(Stored data entries):
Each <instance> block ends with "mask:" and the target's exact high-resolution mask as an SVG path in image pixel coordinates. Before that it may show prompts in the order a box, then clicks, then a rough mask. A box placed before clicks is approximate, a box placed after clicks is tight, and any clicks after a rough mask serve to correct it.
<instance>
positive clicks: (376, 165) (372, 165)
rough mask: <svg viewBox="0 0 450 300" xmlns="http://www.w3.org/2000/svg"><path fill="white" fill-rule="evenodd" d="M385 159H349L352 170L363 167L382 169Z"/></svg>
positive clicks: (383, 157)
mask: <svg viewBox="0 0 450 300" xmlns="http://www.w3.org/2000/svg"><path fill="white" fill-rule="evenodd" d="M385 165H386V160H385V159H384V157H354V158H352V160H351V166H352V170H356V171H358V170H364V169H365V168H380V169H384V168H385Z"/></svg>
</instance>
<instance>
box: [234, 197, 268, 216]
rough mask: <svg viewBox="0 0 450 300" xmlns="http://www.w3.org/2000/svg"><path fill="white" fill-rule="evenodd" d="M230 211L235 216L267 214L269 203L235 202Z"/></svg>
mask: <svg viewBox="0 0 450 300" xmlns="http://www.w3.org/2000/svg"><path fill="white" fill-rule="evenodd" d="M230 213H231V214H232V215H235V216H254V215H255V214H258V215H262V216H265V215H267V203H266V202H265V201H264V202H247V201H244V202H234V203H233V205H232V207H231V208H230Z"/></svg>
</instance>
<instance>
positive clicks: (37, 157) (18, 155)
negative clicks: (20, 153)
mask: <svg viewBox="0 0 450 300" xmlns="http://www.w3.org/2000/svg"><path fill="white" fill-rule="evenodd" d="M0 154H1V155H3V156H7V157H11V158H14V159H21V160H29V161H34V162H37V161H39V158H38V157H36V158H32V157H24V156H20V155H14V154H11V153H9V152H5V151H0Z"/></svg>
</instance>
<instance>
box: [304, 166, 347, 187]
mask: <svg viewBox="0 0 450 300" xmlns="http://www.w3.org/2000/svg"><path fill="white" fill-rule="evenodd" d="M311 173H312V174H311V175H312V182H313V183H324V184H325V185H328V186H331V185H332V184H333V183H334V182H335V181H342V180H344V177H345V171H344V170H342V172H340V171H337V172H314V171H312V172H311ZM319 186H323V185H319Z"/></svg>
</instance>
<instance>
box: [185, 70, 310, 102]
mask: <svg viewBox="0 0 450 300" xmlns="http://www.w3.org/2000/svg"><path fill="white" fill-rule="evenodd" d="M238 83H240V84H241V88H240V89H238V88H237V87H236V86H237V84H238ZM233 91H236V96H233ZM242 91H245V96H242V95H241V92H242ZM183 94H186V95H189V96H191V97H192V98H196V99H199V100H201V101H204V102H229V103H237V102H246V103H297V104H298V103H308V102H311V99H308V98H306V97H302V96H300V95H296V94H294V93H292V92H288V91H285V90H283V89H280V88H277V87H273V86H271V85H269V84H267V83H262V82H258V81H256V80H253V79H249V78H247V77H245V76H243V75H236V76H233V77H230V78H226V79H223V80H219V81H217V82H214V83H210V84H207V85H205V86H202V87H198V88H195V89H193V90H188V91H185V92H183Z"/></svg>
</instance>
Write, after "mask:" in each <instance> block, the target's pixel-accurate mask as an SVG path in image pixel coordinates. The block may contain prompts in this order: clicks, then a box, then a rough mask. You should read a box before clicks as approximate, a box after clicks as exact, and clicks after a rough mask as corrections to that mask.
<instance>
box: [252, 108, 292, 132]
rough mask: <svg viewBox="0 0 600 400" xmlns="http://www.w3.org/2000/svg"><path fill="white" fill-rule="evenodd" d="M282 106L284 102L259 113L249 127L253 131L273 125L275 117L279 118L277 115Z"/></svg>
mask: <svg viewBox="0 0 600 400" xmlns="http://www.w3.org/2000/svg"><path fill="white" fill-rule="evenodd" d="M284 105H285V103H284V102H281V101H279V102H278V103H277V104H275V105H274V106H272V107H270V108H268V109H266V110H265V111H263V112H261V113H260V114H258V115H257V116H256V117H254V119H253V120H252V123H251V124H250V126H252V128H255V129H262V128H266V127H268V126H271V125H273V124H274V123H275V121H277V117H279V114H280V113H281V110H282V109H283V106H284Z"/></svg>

(YOUR ASSIGNMENT):
Nothing beyond the line that contains "positive clicks: (37, 157) (18, 155)" belongs in the answer; reproduce the entries exactly from their first line through it.

(RESPONSE BELOW):
Each <instance> block ends with "mask:" and the target's exact high-resolution mask as an SVG path in image pixel coordinates. Before that it may show prompts in the order a box, then clicks, then a rough mask. A box placed before clicks is approximate, a box placed after clicks is tight, and any clicks after a rough mask serve to correct it.
<instance>
positive clicks: (376, 165) (372, 165)
rough mask: <svg viewBox="0 0 450 300" xmlns="http://www.w3.org/2000/svg"><path fill="white" fill-rule="evenodd" d="M385 159H349L352 170L363 167L382 169Z"/></svg>
positive clicks: (383, 157)
mask: <svg viewBox="0 0 450 300" xmlns="http://www.w3.org/2000/svg"><path fill="white" fill-rule="evenodd" d="M385 165H386V160H385V159H384V157H354V158H352V160H351V166H352V170H356V171H358V170H364V169H365V168H380V169H384V168H385Z"/></svg>
</instance>
<instance>
box: [234, 197, 268, 216]
rough mask: <svg viewBox="0 0 450 300" xmlns="http://www.w3.org/2000/svg"><path fill="white" fill-rule="evenodd" d="M230 211L235 216L267 214L269 203L235 202Z"/></svg>
mask: <svg viewBox="0 0 450 300" xmlns="http://www.w3.org/2000/svg"><path fill="white" fill-rule="evenodd" d="M230 213H231V214H232V215H235V216H254V215H255V214H258V215H262V216H265V215H267V203H266V202H265V201H264V202H247V201H244V202H234V203H233V205H232V207H231V208H230Z"/></svg>
</instance>
<instance>
positive clicks: (37, 157) (18, 155)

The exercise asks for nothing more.